═════ TEKS PILIHAN

Tanah perladangan di Baduy Luar boleh diperjualbelikan di antara mereka. 
Untuk tanah yang berkualitas baik, harga jualnya mencapai Rp 10.000 per 
meter persegi. Tanah ini tidak boleh dijual kepada orang yang bukan berasal 
dari suku Baduy. Sedangkan, Baduy Luar memiliki tanah di luar tanah Baduy.
Berbeda dengan Baduy Luar, Baduy Dalam tidak mengenal perdagangan tanah. 
Tanah Baduy Dalam tidak diperjualbelikan, tetapi boleh digunakan secara 
bergantian oleh semua warga Baduy Dalam. Warga Baduy Dalam juga tidak 
diperkenankan membeli tanah di mana pun. Setiap kampung di Baduy Dalam 
mempunyai ladangnya masing-masing.
Tanah yang dulu dikerjakan oleh seorang warga boleh ditempati orang lain 
pada musim tanam berikutnya. Hanya saja, tanaman yang telah ditanam oleh 
penggarap ladang sebelumnya tetap menjadi milik penanam sebelumnya.
Setiap keluarga di Baduy Dalam menentukan luas ladang yang sanggup 
dikerjakan keluarga itu. Bila ternyata keluarga itu tidak mampu mengerjakan 
ladangnya, ia dapat meminta bantuan warga lain.
Orang yang diminta membantu mengerjakan ladang bekerja dari pukul 08.00 
sampai 12.00. Penyewa tenaga ini harus membayar upah pekerja sebesar Rp 
6.000 per hari.
Suku Baduy mempunyai areal yang dijadikan hutan lindung. Hutan lindung 
berfungsi sebagai areal resapan air. Pepohonan di areal ini tidak boleh 
ditebang untuk dijadikan apa pun, termasuk untuk ladang.
"Tidak. Tidak boleh ngapa-ngapain hutan. Ini sudah adat kami," ungkap 
Jakri. Hutan ini juga membantu menjaga keseimbangan air dan kejernihan air 
di Baduy, terlebih di Baduy Dalam.
HASIL panen ladang di Baduy terutama padi. Padi ini disimpan di 
lumbung-lumbung dan bisa bertahan sampai puluhan bahkan ratusan tahun!
Setiap keluarga mempunyai lumbung masing-masing. Jumlah lumbung yang 
dimiliki tiap keluarga tidak sama. Ada yang hanya memiliki satu lumbung, 
tapi ada juga yang punya 10 lumbung.

══════════
═════ DAFTAR BARIS

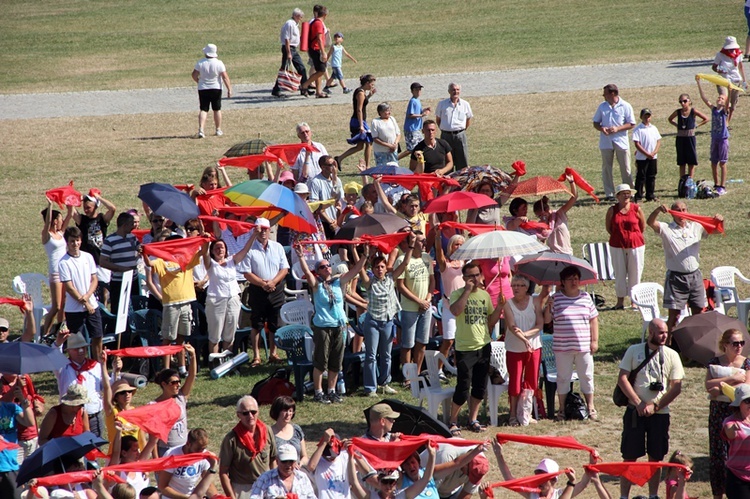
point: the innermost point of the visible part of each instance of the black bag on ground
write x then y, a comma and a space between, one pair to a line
575, 407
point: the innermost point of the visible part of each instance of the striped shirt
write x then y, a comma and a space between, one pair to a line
571, 317
121, 251
381, 298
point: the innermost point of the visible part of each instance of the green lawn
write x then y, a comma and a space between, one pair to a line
74, 45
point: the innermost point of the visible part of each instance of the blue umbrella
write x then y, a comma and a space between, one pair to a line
48, 457
167, 201
20, 357
390, 168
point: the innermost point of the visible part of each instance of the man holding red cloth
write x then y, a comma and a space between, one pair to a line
246, 452
681, 240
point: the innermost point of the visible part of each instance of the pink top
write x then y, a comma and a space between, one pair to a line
492, 285
738, 458
626, 229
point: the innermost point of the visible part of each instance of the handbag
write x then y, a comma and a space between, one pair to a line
618, 396
288, 79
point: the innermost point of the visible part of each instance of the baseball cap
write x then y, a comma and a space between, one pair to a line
547, 465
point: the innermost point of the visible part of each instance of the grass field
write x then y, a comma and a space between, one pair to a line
106, 45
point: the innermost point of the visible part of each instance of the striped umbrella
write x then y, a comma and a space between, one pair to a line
265, 193
497, 244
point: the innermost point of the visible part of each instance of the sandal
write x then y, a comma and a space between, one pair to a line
476, 427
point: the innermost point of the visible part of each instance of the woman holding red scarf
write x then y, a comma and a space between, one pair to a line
247, 451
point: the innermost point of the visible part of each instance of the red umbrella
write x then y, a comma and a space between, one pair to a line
537, 186
458, 200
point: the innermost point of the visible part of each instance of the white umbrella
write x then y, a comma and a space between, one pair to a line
497, 244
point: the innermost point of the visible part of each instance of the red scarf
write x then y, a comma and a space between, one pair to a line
638, 473
709, 223
87, 365
145, 352
253, 443
547, 441
579, 181
524, 484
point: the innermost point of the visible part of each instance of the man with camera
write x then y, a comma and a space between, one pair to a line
657, 383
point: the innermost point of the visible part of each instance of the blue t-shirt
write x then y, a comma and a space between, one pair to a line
413, 124
338, 51
9, 431
719, 128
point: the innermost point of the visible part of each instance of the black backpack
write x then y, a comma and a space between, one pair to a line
575, 407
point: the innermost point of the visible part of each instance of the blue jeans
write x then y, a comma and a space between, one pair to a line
378, 344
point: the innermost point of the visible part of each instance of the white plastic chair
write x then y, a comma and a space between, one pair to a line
297, 312
723, 278
33, 284
497, 359
435, 395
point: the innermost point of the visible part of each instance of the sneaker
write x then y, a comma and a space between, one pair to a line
335, 398
387, 390
321, 398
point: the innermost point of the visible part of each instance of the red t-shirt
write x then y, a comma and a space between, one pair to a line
316, 28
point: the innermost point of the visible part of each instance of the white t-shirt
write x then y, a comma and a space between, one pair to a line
210, 69
647, 136
185, 478
78, 270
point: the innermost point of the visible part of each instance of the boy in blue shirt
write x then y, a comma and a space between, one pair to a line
335, 55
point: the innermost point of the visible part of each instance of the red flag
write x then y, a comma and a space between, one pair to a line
288, 152
709, 223
64, 196
639, 472
251, 162
386, 242
180, 251
386, 455
525, 484
580, 182
425, 181
473, 229
547, 441
155, 419
519, 167
16, 302
145, 352
139, 233
238, 228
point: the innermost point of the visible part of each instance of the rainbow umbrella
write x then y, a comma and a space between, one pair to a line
265, 193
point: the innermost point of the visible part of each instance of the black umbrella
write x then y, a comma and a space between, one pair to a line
253, 146
20, 357
413, 420
169, 202
48, 457
376, 224
698, 335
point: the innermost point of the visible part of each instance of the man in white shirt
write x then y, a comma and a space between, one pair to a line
613, 118
453, 116
289, 39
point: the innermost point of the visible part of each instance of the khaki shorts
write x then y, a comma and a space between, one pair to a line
176, 319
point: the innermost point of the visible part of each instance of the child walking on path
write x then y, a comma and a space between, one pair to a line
647, 140
719, 138
335, 55
685, 143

══════════

YANG HARUS DIKERJAKAN ::
A. Tulis lagi bagian teks tentang tanah Baduy dari "Tanah yang dulu" sampai "termasuk untuk ladang.", tapi ganti kata "areal" dengan "kawasan".
B. Lanjutkan teks tentang tanah Baduy mulai dari kalimat terakhirnya.

JAWABAN TIAP TUGAS ::
A.
Tanah yang dulu dikerjakan oleh seorang warga boleh ditempati orang lain 
pada musim tanam berikutnya. Hanya saja, tanaman yang telah ditanam oleh 
penggarap ladang sebelumnya tetap menjadi milik penanam sebelumnya.
Setiap keluarga di Baduy Dalam menentukan luas ladang yang sanggup 
dikerjakan keluarga itu. Bila ternyata keluarga itu tidak mampu mengerjakan 
ladangnya, ia dapat meminta bantuan warga lain.
Orang yang diminta membantu mengerjakan ladang bekerja dari pukul 08.00 
sampai 12.00. Penyewa tenaga ini harus membayar upah pekerja sebesar Rp 
6.000 per hari.
Suku Baduy mempunyai kawasan yang dijadikan hutan lindung. Hutan lindung 
berfungsi sebagai kawasan resapan air. Pepohonan di kawasan ini tidak boleh 
ditebang untuk dijadikan apa pun, termasuk untuk ladang.

B.
Padi dimanfaatkan untuk mencukupi kebutuhan pangan warga Baduy. Adat juga 
mengatur bahwa padi yang dihasilkan suku Baduy tidak boleh 
diperjualbelikan, baik di dalam ataupun di luar Baduy.
Padi hanya boleh diberikan secara gratis. Bila ada warga yang gagal panen 
atau kekurangan beras, warga lain membantu mencukupi kebutuhan beras mereka 
yang tertimpa musibah.
Berkurangnya produksi padi sejak sekitar empat tahun lalu mendorong warga 
Baduy untuk membeli beras dari luar Baduy. Pembelian beras ini dilakukan 
untuk mencegah kekurangan stok beras mereka.
Selain menanam padi, lahan di ladang juga dimanfaatkan untuk menanam sayur 
atau buah, seperti kacang, durian, atau aren. Tanaman ini ditanam di antara 
padi. Lahan untuk menanam tanaman lain selain padi sering disebut kebon.
Meskipun secara garis besar suku Baduy tidak mengenal perdagangan, pada 
kenyataannya jual beli hasil kebon sudah terjadi di Baduy, terutama Baduy Luar.
Di Baduy Dalam, adat mereka melarang warganya menjual hasil kebon. Tetapi, 
bila ada orang yang datang dan tertarik membeli hasil kebon, perdagangan 
boleh dilakukan langsung di tempat.
UNTUK meneruskan tradisi berladang, setiap anak di Baduy selalu diajak ke 
ladang dan diperkenalkan cara berladang sejak usia dini. Suku Baduy juga 
mempunyai kebiasaan, setiap anak yang telah menikah dan membentuk keluarga 
baru harus mengerjakan ladang sendiri.
Sebelum menikah, calon menantu laki-laki harus membantu keluarga perempuan 
di ladang. Tujuannya agar keluarga perempuan dapat menilai sejauh mana 
calon suami yang dipilihkan untuk putri mereka mampu menghidupi keluarga 
barunya kelak dari berladang.
Suku Baduy mendirikan saung huma (gubuk) di ladang mereka. Saung ini 
digunakan sebagai tempat istirahat dan makan siang ketika berladang.
Di saung huma ini warga Baduy menyimpan perlengkapan memasak dan persediaan 
beras. Kira-kira pukul 10.00, ibu-ibu atau anak perempuan mulai memasak. 
Setelah matang, mereka makan bersama di saung.
Hampir setiap hari warga Baduy pergi ke ladang. Mereka bekerja di ladang 
sejak pukul 07.00 hingga sekitar pukul 17.00. Saat itulah kampung-kampung 
di Baduy sepi.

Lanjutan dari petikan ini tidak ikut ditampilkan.